= WHAT YOU WILL DO =
Copy all lines holding the word "groom" from the entries.

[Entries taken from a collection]
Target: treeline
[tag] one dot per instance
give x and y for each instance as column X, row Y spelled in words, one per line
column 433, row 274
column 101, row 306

--

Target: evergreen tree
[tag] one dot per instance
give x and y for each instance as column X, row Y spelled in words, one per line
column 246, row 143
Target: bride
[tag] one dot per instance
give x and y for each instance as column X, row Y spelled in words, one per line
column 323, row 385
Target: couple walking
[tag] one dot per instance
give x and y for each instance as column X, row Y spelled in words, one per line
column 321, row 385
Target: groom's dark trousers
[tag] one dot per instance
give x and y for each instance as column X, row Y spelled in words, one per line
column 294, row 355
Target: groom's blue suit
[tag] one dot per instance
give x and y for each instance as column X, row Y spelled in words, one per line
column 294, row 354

= WRITTEN ANSWER =
Target: groom's dark trousers
Target: groom's blue suit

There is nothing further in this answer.